Task: Rewrite every line of the records below as a Markdown table with two columns, Row and Line, numbering each row and leaving out blank lines.

◆ ◆ ◆ ◆

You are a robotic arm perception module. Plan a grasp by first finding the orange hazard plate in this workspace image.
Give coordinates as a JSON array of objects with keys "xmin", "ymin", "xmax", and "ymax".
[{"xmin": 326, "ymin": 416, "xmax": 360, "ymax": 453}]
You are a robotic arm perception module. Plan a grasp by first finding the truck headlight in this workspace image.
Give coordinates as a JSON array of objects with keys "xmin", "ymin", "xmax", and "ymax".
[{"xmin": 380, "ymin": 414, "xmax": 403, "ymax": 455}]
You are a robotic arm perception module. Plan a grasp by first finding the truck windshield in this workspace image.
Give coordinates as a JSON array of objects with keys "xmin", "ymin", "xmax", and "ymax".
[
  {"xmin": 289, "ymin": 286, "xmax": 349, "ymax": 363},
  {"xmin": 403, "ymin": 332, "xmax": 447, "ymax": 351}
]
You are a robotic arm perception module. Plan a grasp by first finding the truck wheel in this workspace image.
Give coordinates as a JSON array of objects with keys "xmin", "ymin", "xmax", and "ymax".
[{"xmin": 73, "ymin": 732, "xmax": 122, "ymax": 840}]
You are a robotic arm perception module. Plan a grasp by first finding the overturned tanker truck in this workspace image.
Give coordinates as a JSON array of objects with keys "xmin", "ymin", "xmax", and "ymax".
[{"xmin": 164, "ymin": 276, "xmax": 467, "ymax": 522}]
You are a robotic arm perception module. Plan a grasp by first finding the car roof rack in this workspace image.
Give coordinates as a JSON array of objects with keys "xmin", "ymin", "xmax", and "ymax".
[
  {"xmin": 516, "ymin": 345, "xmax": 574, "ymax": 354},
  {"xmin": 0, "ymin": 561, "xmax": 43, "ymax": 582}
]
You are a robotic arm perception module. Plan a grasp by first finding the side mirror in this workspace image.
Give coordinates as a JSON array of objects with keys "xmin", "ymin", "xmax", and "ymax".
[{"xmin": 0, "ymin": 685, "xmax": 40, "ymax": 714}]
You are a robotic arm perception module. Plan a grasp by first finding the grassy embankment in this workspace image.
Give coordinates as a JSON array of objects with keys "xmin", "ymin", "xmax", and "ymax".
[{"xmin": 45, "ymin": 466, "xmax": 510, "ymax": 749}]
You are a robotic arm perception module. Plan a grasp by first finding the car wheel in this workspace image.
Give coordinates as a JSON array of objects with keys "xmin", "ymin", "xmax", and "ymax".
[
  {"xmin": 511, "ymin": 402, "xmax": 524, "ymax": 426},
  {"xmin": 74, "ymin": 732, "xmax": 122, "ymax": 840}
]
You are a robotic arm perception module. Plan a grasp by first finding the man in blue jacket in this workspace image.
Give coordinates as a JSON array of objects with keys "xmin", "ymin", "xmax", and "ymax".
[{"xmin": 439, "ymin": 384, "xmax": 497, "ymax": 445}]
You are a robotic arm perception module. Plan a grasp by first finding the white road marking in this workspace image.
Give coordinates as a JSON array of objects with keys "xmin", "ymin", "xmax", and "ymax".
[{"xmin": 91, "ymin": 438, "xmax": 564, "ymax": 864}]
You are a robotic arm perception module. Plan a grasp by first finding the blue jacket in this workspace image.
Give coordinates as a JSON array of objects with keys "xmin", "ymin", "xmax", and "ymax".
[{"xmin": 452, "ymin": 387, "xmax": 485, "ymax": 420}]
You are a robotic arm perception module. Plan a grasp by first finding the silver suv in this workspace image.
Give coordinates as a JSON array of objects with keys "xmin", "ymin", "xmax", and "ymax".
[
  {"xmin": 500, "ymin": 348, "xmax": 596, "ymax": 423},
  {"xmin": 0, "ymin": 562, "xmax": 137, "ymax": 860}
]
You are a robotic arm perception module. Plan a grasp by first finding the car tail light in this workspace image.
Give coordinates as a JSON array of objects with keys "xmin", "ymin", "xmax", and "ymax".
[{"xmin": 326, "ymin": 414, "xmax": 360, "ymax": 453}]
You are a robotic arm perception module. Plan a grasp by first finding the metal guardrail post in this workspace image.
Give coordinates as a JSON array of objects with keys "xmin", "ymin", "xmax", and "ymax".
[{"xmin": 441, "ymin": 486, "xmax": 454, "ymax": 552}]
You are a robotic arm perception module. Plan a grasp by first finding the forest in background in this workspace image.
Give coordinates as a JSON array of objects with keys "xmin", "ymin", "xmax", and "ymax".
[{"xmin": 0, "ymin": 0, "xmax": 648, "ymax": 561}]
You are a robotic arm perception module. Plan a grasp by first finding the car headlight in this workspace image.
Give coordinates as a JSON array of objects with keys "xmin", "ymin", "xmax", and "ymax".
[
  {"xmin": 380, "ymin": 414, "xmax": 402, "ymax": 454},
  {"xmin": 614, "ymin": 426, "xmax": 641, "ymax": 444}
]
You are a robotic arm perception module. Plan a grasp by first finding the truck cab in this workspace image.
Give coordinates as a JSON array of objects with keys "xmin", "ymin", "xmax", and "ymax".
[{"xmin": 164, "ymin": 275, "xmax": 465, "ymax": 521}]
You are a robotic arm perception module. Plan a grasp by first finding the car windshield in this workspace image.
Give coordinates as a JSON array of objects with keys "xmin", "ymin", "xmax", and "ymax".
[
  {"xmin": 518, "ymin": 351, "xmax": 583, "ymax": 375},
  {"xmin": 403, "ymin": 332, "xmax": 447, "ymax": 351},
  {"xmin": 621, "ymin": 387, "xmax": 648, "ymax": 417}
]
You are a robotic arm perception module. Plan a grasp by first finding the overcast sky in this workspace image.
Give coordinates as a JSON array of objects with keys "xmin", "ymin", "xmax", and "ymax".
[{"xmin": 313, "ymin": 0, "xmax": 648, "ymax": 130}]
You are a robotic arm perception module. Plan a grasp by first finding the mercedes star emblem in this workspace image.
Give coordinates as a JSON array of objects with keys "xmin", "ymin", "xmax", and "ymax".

◆ ◆ ◆ ◆

Response to this exercise:
| Row | Line |
|---|---|
| 1 | You are a robotic arm perception module. Plan a grasp by first finding the orange hazard plate in this workspace image. |
| 2 | Give coordinates as a JSON array of objects with keys "xmin", "ymin", "xmax", and "ymax". |
| 3 | [{"xmin": 326, "ymin": 416, "xmax": 360, "ymax": 453}] |
| 4 | You are a robotic arm perception module. Plan a grasp by first finding the truck headlight in this workspace image. |
| 5 | Give coordinates as a JSON array of objects with keys "xmin", "ymin", "xmax", and "ymax". |
| 6 | [{"xmin": 380, "ymin": 414, "xmax": 403, "ymax": 455}] |
| 7 | You are a robotic arm perception module. Plan a grasp by first finding the truck windshield in this workspace image. |
| 8 | Give coordinates as a JSON array of objects with keys "xmin", "ymin", "xmax", and "ymax". |
| 9 | [ |
| 10 |   {"xmin": 289, "ymin": 286, "xmax": 349, "ymax": 363}, |
| 11 |   {"xmin": 403, "ymin": 332, "xmax": 447, "ymax": 351} |
| 12 | ] |
| 13 | You are a robotic arm perception module. Plan a grasp by first finding the truck wheel in this workspace image. |
| 14 | Give coordinates as a JSON array of objects with keys "xmin", "ymin", "xmax", and "ymax". |
| 15 | [{"xmin": 73, "ymin": 732, "xmax": 122, "ymax": 840}] |
| 16 | You are a robotic arm perception module. Plan a grasp by first finding the overturned tanker truck in this workspace image. |
| 17 | Give coordinates as a JSON array of objects with keys "xmin", "ymin", "xmax", and "ymax". |
| 18 | [{"xmin": 164, "ymin": 276, "xmax": 467, "ymax": 522}] |
| 19 | You are a robotic arm perception module. Plan a grasp by first finding the car roof rack in this workspace image. |
| 20 | Give coordinates as a JSON array of objects with keys "xmin", "ymin", "xmax", and "ymax". |
| 21 | [ |
| 22 |   {"xmin": 516, "ymin": 345, "xmax": 574, "ymax": 354}, |
| 23 |   {"xmin": 0, "ymin": 561, "xmax": 43, "ymax": 582} |
| 24 | ] |
| 25 | You are a robotic arm perception module. Plan a grasp by first finding the side mirror in this workspace image. |
| 26 | Give coordinates as a JSON array of objects with keys "xmin", "ymin", "xmax", and "ymax". |
| 27 | [{"xmin": 0, "ymin": 685, "xmax": 40, "ymax": 714}] |
| 28 | You are a robotic arm perception module. Plan a grasp by first finding the grassy embankment in this workspace image. |
| 29 | Give coordinates as a JSON array of objects with keys "xmin", "ymin", "xmax", and "ymax". |
| 30 | [{"xmin": 45, "ymin": 466, "xmax": 510, "ymax": 749}] |
| 31 | You are a robotic arm perception module. Plan a grasp by first finding the car wheel in this workspace image. |
| 32 | Give coordinates as a JSON array of objects with keys "xmin", "ymin", "xmax", and "ymax". |
| 33 | [ |
| 34 |   {"xmin": 511, "ymin": 402, "xmax": 524, "ymax": 426}, |
| 35 |   {"xmin": 74, "ymin": 732, "xmax": 122, "ymax": 840} |
| 36 | ] |
| 37 | You are a robotic arm perception module. Plan a grasp by first finding the man in blue jacket in this workspace image. |
| 38 | Give coordinates as a JSON array of objects with keys "xmin", "ymin", "xmax", and "ymax". |
| 39 | [{"xmin": 439, "ymin": 384, "xmax": 497, "ymax": 445}] |
| 40 | You are a robotic arm perception module. Plan a grasp by first finding the white road marking in this workspace image. |
| 41 | Give coordinates as a JSON array of objects with keys "xmin", "ymin", "xmax", and "ymax". |
| 42 | [{"xmin": 91, "ymin": 438, "xmax": 564, "ymax": 864}] |
| 43 | You are a robotic arm perception module. Plan a grasp by first finding the blue jacket in this workspace image. |
| 44 | Give coordinates as a JSON array of objects with keys "xmin", "ymin", "xmax", and "ymax". |
| 45 | [{"xmin": 452, "ymin": 387, "xmax": 485, "ymax": 420}] |
| 46 | You are a robotic arm perception module. Plan a grasp by first finding the silver suv in this workspace image. |
| 47 | Give coordinates as a JSON array of objects with keys "xmin", "ymin", "xmax", and "ymax". |
| 48 | [ |
| 49 |   {"xmin": 500, "ymin": 348, "xmax": 596, "ymax": 423}, |
| 50 |   {"xmin": 0, "ymin": 562, "xmax": 137, "ymax": 860} |
| 51 | ] |
| 52 | You are a robotic arm perception module. Plan a grasp by first finding the car tail light in this workspace image. |
| 53 | Give coordinates as a JSON array of objects with keys "xmin", "ymin", "xmax", and "ymax". |
| 54 | [{"xmin": 326, "ymin": 414, "xmax": 360, "ymax": 453}] |
| 55 | You are a robotic arm perception module. Plan a grasp by first finding the metal guardrail post in this workspace image. |
| 56 | Give coordinates as a JSON array of objects with keys "xmin", "ymin", "xmax", and "ymax". |
| 57 | [{"xmin": 441, "ymin": 486, "xmax": 454, "ymax": 552}] |
| 58 | You are a robotic arm perception module. Plan a grasp by first finding the forest in background in this workspace image. |
| 59 | Give coordinates as a JSON array of objects with keys "xmin", "ymin", "xmax", and "ymax". |
| 60 | [{"xmin": 0, "ymin": 0, "xmax": 648, "ymax": 561}] |
| 61 | You are a robotic arm perception module. Plan a grasp by first finding the car headlight in this workspace image. |
| 62 | Give coordinates as a JSON array of objects with keys "xmin", "ymin", "xmax", and "ymax". |
| 63 | [ |
| 64 |   {"xmin": 380, "ymin": 414, "xmax": 402, "ymax": 454}, |
| 65 |   {"xmin": 614, "ymin": 426, "xmax": 641, "ymax": 444} |
| 66 | ] |
| 67 | You are a robotic arm perception module. Plan a grasp by first finding the truck cab in this workspace image. |
| 68 | Give coordinates as a JSON array of objects with keys "xmin", "ymin", "xmax", and "ymax". |
| 69 | [{"xmin": 164, "ymin": 275, "xmax": 465, "ymax": 521}] |
| 70 | You are a robotic arm perception module. Plan a grasp by first finding the car windshield in this workspace image. |
| 71 | Give coordinates as a JSON array of objects with keys "xmin", "ymin", "xmax", and "ymax". |
| 72 | [ |
| 73 |   {"xmin": 518, "ymin": 351, "xmax": 583, "ymax": 375}, |
| 74 |   {"xmin": 403, "ymin": 332, "xmax": 447, "ymax": 351}, |
| 75 |   {"xmin": 621, "ymin": 387, "xmax": 648, "ymax": 417} |
| 76 | ] |
| 77 | You are a robotic arm perception module. Plan a grasp by first finding the overcast sky in this workspace image. |
| 78 | Give coordinates as a JSON array of objects with keys "xmin", "ymin", "xmax", and "ymax". |
| 79 | [{"xmin": 313, "ymin": 0, "xmax": 648, "ymax": 130}] |
| 80 | You are a robotic arm perception module. Plan a grasp by first finding the mercedes star emblem in this workspace image. |
| 81 | Give coordinates as a JSON array of objects with keys "xmin", "ymin", "xmax", and "ymax". |